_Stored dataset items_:
[start]

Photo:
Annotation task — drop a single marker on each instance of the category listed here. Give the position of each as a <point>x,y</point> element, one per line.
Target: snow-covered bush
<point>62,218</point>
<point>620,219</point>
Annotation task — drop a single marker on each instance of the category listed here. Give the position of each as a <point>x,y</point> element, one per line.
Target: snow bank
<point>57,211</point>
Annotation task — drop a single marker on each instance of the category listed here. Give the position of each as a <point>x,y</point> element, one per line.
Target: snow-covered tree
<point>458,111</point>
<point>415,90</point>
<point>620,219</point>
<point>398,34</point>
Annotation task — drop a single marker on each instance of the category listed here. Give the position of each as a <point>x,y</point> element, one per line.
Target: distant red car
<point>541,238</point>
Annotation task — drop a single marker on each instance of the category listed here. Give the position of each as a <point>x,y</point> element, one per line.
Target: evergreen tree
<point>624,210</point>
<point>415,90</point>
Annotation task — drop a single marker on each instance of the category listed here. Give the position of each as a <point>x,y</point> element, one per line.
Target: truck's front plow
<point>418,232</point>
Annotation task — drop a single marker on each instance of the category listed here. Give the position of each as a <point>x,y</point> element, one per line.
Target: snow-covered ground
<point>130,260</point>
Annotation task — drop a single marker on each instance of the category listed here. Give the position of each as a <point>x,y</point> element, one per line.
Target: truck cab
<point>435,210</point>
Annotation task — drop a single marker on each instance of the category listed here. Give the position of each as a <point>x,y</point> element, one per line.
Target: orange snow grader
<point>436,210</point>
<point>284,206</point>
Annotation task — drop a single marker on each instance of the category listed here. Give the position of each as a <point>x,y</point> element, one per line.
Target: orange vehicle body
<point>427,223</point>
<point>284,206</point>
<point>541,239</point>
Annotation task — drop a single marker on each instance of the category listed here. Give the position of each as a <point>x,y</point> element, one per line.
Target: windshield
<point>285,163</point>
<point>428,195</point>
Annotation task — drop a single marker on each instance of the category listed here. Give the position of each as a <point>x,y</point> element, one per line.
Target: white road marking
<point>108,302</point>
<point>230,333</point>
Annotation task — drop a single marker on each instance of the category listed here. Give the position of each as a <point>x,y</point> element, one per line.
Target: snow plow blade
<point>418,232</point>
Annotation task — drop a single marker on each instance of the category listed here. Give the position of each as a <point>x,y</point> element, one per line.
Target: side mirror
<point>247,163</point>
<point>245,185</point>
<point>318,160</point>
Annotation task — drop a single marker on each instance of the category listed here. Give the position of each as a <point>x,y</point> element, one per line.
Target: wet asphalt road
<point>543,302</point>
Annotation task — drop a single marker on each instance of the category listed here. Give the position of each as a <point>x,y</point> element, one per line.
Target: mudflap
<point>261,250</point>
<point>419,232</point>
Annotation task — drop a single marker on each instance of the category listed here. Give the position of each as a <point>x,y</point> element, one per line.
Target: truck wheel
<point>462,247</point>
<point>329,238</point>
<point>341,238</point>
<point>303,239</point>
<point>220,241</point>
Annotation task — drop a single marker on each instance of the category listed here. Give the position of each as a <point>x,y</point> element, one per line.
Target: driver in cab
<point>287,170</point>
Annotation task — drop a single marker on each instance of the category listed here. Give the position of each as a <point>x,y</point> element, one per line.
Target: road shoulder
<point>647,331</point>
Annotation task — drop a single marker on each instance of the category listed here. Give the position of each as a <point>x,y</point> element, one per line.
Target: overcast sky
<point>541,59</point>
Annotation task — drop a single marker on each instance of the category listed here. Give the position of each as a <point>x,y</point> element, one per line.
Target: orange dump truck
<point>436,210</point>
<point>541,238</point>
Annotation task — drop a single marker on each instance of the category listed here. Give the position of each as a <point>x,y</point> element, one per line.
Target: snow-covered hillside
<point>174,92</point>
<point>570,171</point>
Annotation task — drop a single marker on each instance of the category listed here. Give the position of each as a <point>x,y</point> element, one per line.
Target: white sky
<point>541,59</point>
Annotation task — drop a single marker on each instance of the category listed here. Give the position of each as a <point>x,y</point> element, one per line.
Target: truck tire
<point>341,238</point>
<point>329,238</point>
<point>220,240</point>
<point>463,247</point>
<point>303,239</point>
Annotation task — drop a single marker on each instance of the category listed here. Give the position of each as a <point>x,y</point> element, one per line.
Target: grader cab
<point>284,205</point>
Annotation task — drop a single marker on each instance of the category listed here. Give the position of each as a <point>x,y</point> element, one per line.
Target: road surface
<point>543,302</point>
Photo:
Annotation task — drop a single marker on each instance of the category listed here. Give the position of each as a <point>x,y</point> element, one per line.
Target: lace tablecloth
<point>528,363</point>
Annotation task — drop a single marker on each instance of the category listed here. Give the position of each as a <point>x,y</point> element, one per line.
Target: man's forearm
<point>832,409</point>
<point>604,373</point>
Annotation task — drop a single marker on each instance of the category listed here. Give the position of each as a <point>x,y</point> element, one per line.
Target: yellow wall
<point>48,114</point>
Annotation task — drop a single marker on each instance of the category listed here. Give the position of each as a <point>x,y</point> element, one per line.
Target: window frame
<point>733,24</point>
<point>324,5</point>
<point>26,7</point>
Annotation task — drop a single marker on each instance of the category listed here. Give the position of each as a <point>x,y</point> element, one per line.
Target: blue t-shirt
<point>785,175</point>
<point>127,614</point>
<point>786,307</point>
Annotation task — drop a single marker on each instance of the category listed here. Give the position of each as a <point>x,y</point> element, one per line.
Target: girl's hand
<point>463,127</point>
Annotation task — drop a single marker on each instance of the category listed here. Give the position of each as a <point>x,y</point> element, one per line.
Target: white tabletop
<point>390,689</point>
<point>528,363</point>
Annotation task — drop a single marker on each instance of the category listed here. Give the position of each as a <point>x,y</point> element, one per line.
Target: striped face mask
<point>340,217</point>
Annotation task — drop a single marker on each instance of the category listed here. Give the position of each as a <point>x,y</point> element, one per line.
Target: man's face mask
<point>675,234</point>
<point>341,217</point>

[end]
[start]

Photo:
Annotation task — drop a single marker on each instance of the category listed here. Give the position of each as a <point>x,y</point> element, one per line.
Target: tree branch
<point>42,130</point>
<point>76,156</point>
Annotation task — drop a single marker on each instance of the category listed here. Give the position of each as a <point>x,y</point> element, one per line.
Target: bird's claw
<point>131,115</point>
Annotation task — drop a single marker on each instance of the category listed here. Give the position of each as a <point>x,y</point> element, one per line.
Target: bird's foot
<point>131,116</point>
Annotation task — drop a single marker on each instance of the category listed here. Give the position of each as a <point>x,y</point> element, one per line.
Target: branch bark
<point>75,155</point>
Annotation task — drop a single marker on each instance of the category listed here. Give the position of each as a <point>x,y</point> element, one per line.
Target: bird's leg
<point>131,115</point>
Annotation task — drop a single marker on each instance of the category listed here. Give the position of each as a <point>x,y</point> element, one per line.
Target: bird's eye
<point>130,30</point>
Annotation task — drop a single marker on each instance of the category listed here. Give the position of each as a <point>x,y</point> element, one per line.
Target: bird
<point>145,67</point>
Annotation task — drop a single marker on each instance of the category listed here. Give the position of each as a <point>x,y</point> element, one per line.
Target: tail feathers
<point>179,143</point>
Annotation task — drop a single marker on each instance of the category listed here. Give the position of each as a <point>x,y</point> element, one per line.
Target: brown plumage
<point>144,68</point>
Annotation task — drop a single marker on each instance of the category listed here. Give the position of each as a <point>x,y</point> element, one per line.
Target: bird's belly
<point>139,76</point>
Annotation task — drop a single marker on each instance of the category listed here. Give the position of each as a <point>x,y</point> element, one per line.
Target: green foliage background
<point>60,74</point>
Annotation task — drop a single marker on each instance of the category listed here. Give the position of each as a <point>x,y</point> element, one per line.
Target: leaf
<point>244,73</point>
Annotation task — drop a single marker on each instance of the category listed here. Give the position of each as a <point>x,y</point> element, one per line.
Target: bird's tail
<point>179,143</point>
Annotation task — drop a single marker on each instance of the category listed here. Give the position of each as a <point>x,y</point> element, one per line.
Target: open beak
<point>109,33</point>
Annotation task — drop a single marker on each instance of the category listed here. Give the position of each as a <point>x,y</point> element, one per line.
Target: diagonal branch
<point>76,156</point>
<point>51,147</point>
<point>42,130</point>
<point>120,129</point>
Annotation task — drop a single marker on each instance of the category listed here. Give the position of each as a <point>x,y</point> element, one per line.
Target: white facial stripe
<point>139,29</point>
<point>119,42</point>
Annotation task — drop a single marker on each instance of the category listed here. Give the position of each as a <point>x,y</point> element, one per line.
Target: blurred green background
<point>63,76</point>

[end]

_REQUEST_:
Filter the listing above down to the lines that contain the word "truck". Copy each of those lines unchanged.

_TASK SOLUTION_:
Target: truck's front plow
Target: truck cab
Target: truck wheel
Target: orange dump truck
Target: truck tire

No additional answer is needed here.